■ DESCRIPTION OF THE TASK: Copy out every line of the records in which "pink" can be found.

■ DATA PROVIDED:

○ ○ ○ ○ ○ ○ ○

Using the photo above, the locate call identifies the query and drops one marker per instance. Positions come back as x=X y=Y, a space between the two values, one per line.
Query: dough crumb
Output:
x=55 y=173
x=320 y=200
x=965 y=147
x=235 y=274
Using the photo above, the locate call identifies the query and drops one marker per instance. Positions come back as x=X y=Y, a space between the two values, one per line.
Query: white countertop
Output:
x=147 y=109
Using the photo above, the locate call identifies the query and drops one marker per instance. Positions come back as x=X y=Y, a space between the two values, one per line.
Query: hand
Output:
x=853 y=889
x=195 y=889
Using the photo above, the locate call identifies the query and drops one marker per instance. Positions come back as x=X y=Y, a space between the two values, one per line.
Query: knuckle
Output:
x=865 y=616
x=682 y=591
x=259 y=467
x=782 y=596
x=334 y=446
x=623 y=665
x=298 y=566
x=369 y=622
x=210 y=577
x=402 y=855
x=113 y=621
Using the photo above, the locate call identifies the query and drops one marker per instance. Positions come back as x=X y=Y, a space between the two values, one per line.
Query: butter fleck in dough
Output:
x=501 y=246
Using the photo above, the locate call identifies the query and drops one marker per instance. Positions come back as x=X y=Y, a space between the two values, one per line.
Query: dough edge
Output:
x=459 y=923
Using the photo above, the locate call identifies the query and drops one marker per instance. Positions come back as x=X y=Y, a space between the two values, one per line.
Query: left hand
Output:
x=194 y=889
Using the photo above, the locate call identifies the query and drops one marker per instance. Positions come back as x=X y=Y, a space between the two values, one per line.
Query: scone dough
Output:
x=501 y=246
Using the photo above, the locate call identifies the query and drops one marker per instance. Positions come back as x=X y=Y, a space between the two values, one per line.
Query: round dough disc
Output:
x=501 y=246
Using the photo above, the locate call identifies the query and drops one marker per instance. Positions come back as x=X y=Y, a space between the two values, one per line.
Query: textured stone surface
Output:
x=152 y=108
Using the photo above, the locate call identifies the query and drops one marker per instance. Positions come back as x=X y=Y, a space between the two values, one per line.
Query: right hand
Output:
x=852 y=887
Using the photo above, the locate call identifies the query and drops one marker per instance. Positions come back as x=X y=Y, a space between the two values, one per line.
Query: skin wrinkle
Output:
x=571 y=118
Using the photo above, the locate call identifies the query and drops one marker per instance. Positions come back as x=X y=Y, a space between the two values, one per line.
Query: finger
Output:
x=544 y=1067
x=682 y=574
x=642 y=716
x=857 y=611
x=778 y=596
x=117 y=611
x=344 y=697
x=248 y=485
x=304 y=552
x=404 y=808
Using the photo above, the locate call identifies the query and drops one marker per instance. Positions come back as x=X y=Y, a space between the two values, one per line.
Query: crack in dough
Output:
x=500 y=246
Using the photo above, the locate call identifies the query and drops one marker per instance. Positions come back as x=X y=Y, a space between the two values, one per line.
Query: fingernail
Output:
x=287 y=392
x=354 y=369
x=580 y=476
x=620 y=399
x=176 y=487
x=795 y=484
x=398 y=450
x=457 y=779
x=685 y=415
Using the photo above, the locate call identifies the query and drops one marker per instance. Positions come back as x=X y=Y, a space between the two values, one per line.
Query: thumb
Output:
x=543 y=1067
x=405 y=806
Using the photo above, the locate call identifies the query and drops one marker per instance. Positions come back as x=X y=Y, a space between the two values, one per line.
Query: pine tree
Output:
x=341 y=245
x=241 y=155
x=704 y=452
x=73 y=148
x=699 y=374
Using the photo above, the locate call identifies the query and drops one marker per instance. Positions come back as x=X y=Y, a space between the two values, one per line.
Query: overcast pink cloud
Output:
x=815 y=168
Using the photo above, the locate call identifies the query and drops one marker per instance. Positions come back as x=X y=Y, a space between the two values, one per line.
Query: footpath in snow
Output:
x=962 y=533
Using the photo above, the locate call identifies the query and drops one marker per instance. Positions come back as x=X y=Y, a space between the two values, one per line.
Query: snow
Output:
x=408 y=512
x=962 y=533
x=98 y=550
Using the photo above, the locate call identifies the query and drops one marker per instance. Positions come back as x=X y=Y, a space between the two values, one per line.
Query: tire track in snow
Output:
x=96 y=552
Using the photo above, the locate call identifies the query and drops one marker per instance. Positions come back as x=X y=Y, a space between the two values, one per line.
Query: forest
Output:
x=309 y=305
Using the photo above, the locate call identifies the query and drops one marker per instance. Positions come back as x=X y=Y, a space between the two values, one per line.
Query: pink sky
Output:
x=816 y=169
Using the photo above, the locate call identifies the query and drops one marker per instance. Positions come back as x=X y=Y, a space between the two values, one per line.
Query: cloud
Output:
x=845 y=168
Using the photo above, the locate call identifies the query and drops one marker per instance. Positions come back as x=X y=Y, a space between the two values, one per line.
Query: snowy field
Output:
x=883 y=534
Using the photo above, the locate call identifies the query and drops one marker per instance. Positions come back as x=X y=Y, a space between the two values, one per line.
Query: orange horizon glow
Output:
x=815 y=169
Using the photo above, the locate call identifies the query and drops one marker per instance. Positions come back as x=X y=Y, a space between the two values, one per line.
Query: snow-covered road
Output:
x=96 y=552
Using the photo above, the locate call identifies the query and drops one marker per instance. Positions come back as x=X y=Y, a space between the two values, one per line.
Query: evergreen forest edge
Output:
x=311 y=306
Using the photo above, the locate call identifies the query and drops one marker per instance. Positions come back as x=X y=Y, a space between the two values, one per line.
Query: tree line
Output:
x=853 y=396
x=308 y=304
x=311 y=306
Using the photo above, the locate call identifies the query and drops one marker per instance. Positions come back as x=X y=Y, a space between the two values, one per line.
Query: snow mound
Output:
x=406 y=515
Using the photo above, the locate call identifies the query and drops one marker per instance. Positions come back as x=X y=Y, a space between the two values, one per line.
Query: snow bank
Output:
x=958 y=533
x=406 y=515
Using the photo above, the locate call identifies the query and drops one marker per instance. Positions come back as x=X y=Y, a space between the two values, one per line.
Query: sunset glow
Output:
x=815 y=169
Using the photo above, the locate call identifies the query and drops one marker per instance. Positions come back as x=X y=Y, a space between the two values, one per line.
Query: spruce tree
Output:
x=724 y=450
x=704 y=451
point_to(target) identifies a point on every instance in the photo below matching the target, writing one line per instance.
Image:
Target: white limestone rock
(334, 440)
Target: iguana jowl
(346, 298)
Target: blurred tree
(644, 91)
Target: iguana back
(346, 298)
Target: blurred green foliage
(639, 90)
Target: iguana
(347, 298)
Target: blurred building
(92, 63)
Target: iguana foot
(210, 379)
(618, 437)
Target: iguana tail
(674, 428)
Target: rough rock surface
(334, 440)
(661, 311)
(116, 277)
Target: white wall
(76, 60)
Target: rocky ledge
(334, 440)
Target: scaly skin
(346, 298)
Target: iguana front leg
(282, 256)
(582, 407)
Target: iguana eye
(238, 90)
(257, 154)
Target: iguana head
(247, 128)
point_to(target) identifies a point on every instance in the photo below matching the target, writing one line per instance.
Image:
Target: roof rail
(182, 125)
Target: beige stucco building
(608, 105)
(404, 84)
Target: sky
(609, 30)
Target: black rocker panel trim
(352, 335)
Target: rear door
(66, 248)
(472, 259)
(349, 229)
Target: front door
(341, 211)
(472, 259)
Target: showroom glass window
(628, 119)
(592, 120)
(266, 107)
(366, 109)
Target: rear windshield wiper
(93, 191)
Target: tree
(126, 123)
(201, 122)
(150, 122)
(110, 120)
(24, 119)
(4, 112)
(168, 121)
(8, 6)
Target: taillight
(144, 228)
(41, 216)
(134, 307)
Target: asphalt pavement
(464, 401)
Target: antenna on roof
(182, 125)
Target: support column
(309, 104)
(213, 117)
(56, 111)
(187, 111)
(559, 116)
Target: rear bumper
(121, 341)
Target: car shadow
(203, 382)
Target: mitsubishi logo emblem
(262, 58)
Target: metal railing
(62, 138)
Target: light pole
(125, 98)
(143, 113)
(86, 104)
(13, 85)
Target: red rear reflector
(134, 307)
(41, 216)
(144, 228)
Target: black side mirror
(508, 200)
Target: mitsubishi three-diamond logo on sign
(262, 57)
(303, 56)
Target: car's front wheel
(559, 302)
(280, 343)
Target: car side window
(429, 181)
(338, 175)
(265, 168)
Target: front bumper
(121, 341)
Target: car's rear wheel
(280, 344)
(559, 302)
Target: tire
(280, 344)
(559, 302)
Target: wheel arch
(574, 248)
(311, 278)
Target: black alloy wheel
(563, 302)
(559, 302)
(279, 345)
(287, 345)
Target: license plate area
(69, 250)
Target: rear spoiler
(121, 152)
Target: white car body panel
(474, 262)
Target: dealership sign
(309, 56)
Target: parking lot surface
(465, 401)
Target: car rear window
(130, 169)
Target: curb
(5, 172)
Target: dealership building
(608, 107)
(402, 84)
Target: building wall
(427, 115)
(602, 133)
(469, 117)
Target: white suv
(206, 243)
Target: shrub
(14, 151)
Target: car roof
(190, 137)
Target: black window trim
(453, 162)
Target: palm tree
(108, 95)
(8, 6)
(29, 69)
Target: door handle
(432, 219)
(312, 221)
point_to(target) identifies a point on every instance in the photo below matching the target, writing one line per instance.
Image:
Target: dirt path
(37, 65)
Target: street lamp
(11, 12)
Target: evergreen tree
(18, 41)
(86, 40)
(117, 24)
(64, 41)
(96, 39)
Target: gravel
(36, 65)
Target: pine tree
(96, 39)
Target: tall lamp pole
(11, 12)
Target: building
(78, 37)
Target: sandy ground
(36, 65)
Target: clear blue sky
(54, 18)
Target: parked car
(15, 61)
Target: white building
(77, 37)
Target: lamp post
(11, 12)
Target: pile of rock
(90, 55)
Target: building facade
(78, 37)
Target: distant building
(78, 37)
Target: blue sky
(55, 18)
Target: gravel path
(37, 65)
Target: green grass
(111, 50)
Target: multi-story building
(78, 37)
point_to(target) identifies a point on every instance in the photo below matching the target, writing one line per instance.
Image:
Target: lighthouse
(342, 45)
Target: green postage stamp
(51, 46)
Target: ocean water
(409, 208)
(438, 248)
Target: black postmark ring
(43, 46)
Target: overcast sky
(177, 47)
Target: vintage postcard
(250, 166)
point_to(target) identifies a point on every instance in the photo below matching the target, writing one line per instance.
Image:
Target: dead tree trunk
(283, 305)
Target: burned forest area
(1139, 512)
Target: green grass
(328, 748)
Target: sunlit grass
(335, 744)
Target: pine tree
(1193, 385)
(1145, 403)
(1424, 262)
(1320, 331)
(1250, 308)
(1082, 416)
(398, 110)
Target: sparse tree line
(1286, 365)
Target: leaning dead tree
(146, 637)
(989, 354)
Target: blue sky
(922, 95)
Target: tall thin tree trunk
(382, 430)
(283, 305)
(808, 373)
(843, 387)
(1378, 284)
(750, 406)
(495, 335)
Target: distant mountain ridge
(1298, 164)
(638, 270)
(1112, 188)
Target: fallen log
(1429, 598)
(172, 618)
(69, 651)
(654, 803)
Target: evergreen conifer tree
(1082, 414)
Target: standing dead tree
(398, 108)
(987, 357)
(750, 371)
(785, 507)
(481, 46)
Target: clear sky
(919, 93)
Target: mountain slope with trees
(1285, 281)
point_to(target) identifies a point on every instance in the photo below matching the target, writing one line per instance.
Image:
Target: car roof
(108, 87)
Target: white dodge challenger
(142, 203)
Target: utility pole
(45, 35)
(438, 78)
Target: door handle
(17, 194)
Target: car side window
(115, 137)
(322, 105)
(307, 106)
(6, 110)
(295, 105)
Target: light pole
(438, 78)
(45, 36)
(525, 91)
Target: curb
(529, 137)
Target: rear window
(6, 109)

○ ○ ○ ○ ○ ○ ○

■ RESULT:
Query: overcast pink cloud
Query: pink sky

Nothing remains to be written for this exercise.